◆ **SET PROBLEM**
Rewrite the part of the records that opens with the line containing "Could you identify the wooden chair" and runs through the end of the records, keeping the requests and scaling every coordinate in the answers by 1.95, rounded to whole numbers with halves going up. Give only that part.

◆ **ENTRIES SUPPLIED**

◆ ◆ ◆

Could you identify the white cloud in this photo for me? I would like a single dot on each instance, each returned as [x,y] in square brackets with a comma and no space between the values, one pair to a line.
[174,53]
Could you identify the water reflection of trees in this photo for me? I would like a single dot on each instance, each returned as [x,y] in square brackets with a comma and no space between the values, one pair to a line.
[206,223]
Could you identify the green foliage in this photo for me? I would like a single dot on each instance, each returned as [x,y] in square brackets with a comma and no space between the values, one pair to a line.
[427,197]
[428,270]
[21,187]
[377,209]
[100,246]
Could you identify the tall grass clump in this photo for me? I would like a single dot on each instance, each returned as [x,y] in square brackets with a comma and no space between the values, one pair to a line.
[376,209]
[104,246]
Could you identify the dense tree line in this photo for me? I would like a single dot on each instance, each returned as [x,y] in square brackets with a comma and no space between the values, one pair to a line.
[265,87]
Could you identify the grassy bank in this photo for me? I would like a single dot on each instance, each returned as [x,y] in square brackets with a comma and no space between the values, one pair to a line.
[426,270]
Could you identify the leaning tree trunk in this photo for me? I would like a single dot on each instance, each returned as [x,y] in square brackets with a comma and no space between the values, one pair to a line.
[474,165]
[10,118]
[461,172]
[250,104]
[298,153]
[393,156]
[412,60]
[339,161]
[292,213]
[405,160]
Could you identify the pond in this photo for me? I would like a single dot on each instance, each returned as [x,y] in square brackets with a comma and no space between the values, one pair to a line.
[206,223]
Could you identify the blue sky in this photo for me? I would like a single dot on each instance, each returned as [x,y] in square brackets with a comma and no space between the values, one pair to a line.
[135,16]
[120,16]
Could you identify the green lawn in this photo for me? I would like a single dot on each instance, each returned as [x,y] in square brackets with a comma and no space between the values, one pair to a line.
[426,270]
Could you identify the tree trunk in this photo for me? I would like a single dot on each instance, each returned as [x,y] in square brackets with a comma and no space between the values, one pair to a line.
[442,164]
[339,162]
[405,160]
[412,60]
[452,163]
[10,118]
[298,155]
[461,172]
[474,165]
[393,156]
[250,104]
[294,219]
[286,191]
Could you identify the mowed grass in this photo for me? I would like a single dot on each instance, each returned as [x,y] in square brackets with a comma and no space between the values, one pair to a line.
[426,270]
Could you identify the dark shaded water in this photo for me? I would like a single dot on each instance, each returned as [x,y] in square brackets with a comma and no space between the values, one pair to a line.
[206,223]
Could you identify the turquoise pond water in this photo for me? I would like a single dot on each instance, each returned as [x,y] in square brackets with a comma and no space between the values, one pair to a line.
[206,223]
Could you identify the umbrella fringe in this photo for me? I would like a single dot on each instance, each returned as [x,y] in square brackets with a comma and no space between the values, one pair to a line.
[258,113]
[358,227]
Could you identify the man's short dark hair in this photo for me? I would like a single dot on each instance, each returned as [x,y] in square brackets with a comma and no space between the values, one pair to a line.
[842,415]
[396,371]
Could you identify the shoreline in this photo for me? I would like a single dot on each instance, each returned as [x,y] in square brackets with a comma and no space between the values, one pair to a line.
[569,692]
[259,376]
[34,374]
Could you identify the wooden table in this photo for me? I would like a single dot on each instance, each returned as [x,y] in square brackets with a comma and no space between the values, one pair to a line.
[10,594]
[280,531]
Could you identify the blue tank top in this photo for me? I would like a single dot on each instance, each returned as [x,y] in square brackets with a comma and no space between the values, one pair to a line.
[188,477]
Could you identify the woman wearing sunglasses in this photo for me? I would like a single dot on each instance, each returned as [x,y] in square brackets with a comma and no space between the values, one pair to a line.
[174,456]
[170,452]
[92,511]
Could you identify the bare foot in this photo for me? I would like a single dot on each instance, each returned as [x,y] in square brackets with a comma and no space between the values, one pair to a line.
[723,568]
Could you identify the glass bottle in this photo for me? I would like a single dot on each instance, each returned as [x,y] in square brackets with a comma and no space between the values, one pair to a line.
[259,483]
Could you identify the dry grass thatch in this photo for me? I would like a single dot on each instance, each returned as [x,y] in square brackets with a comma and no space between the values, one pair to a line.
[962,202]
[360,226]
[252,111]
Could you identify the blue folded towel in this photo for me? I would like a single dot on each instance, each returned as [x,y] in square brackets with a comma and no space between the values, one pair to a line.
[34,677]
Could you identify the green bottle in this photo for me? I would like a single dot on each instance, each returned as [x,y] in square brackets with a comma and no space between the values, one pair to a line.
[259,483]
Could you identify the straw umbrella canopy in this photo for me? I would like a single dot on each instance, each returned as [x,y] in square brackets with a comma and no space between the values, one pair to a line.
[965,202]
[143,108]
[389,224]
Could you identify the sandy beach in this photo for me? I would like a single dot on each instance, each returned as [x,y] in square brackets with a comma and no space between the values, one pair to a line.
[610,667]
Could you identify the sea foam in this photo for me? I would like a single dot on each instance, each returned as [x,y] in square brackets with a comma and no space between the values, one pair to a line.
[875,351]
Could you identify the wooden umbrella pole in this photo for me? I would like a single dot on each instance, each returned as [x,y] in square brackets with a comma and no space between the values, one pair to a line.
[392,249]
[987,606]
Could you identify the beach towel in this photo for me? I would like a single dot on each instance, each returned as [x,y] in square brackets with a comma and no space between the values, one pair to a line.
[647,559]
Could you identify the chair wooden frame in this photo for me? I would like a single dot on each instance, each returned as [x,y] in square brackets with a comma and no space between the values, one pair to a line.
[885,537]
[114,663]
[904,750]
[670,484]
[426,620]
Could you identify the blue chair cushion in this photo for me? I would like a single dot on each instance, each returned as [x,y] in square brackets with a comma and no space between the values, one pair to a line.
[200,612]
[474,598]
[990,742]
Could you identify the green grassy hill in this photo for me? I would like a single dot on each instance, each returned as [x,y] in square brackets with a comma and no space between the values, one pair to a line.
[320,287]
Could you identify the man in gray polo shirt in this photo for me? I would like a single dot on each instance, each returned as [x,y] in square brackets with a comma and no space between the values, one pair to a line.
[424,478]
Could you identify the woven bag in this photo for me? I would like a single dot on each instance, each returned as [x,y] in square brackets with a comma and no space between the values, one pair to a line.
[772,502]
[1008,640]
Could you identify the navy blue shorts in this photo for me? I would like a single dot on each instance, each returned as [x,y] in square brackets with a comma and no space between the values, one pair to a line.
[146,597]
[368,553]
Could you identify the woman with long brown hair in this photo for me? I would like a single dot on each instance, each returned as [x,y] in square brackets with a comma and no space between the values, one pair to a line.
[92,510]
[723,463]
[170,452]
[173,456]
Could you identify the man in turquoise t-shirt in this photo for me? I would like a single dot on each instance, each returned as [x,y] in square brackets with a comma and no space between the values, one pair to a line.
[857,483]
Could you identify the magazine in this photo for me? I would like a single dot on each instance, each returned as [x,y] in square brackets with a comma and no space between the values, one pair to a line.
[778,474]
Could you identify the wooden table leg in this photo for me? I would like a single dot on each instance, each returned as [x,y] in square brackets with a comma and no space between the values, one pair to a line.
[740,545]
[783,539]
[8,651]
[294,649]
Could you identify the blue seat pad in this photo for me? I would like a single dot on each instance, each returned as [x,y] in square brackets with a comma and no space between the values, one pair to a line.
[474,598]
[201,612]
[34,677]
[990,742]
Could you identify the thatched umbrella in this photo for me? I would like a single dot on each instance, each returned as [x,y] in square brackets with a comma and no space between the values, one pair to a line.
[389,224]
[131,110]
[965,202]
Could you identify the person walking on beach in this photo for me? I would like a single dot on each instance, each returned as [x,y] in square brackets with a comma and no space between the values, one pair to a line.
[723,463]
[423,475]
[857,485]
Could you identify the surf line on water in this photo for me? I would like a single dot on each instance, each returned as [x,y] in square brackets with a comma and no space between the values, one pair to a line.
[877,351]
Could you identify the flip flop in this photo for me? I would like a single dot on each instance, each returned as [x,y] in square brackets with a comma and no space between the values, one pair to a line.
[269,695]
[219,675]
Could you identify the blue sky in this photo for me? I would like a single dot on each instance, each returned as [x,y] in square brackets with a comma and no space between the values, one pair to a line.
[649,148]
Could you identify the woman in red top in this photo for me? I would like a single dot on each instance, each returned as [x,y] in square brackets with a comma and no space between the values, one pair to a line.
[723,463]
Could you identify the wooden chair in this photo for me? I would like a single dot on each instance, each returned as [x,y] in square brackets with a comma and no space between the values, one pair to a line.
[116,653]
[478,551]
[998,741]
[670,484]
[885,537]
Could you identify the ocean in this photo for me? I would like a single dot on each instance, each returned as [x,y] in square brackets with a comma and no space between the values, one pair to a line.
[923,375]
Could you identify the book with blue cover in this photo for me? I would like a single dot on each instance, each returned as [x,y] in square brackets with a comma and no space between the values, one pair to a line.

◆ ◆ ◆

◆ **ANSWER TO THIS TASK**
Could you identify the wooden chair in this photo for me? I would like a single dot on each instance, each returned as [x,y] in square brackets with a comma and no space between the values, one pair to a line.
[226,1273]
[932,1074]
[1946,1445]
[1307,944]
[1726,1047]
Could you identify the ocean in this photo for me? I would like a single dot on each instance, each returned as [x,y] in square brackets with a comma and no space between the values, one pair to a line.
[1800,731]
Could you identify the book with blue cover in this photo for me? I would like a single dot on each instance, each returned as [x,y] in square brackets with a comma and no space between the values, one pair to a line.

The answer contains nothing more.